— REQUIREMENT —
Set down exactly the lines that run from the line with "of rider on" to the end of the data, and nothing else.

— GIVEN DATA —
────────────────────

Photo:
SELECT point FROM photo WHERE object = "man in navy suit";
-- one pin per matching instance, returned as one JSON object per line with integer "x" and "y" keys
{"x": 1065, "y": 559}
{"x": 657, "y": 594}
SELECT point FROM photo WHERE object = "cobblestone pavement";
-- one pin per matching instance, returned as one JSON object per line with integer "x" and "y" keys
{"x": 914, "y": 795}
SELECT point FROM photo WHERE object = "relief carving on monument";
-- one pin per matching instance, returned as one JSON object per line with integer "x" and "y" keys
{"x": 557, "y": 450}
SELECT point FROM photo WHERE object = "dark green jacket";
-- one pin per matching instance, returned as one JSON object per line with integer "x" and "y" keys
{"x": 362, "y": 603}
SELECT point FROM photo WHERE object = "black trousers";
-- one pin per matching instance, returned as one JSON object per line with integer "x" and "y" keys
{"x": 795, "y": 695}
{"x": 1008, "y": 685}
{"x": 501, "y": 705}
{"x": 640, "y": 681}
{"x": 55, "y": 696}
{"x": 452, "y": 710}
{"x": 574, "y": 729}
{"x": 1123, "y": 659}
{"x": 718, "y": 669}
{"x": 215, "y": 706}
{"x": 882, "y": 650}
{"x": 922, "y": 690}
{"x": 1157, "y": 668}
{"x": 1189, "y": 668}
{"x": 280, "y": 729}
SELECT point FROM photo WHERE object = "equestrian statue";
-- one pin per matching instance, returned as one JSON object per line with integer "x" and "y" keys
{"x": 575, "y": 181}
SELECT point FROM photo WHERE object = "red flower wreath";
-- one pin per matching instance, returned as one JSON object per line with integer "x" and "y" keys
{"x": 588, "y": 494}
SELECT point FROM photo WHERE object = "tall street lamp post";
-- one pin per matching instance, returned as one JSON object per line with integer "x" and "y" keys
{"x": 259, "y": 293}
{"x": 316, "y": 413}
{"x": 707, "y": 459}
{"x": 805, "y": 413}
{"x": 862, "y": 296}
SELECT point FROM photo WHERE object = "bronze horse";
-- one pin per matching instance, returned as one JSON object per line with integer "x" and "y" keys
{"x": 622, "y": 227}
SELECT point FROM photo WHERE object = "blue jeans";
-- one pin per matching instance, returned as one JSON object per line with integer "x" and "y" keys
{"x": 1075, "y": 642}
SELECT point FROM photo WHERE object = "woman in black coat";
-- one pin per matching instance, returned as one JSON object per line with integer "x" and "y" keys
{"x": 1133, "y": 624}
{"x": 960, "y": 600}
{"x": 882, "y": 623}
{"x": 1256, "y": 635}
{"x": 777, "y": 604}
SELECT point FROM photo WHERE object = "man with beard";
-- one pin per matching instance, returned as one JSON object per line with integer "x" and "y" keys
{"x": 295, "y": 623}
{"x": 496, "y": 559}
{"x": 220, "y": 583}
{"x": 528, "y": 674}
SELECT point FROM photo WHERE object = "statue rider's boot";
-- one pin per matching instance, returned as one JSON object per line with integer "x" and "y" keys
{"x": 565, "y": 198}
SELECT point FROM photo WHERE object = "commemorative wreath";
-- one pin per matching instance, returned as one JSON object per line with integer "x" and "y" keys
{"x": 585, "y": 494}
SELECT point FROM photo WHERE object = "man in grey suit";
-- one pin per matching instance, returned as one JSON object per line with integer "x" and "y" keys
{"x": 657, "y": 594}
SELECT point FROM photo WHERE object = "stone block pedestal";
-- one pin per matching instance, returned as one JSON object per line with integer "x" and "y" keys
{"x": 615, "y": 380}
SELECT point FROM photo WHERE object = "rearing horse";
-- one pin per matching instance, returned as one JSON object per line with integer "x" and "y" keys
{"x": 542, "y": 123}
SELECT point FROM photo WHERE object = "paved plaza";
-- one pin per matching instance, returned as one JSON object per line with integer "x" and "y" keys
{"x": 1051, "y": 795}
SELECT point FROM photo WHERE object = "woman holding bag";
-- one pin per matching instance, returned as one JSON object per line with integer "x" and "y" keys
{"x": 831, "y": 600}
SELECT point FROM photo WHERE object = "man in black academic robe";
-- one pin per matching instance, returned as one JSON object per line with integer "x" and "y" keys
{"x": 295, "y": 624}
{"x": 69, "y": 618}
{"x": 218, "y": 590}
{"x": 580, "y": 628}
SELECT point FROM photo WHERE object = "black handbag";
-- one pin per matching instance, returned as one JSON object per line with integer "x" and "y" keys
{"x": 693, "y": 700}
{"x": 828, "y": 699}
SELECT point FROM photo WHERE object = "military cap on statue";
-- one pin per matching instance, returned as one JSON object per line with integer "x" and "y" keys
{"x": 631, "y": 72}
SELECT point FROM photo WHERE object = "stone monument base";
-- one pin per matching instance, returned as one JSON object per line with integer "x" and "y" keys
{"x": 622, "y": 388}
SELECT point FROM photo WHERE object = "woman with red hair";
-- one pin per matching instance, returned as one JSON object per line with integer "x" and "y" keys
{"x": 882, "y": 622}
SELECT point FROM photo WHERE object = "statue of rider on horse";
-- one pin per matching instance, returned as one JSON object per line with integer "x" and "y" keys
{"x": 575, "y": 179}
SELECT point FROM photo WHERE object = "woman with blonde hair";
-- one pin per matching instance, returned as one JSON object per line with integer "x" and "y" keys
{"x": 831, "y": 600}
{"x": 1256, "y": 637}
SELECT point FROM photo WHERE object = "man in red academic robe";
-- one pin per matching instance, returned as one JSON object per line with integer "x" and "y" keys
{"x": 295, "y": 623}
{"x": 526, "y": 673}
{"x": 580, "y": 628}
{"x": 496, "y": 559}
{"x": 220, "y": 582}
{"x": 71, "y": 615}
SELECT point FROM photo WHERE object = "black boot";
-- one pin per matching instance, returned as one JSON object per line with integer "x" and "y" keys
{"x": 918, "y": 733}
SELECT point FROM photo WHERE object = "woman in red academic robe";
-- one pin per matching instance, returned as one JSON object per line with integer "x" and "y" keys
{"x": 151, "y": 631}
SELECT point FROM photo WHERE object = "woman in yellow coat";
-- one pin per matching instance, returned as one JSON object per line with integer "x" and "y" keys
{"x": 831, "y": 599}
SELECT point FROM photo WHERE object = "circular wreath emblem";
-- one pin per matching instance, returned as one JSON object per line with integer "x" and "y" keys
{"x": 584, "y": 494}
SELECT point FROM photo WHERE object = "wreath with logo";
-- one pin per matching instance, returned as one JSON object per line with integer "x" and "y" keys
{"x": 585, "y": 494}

────────────────────

— EXERCISE ANSWER —
SELECT point FROM photo WHERE object = "statue of rider on horse";
-- one pin per matching instance, returned as one JSON object per line with integer "x" and "y" keys
{"x": 575, "y": 179}
SELECT point FROM photo WHERE object = "woman with blonde hair";
-- one pin per matching instance, returned as one JSON object per line with integer "x" and "y" keys
{"x": 831, "y": 600}
{"x": 1256, "y": 637}
SELECT point FROM photo WHERE object = "man in red academic robe";
-- one pin per matching instance, returned as one JSON object per line with integer "x" and "y" keys
{"x": 295, "y": 623}
{"x": 526, "y": 673}
{"x": 580, "y": 628}
{"x": 496, "y": 559}
{"x": 220, "y": 582}
{"x": 71, "y": 615}
SELECT point FROM photo WHERE object = "black boot";
-- one pin per matching instance, returned as one JSON object per line with integer "x" and "y" keys
{"x": 918, "y": 733}
SELECT point FROM photo WHERE object = "woman in red academic robe";
-- one pin per matching instance, returned as one JSON object per line with integer "x" and "y" keys
{"x": 151, "y": 631}
SELECT point FROM photo WHERE object = "woman in yellow coat";
-- one pin per matching instance, returned as one JSON object per line with integer "x" and "y" keys
{"x": 831, "y": 599}
SELECT point FROM photo WHERE object = "circular wreath emblem";
-- one pin per matching instance, returned as one JSON object per line with integer "x" and "y" keys
{"x": 584, "y": 494}
SELECT point FROM photo WHERE object = "wreath with logo";
-- one pin per matching instance, returned as one JSON object per line with integer "x" and "y" keys
{"x": 585, "y": 494}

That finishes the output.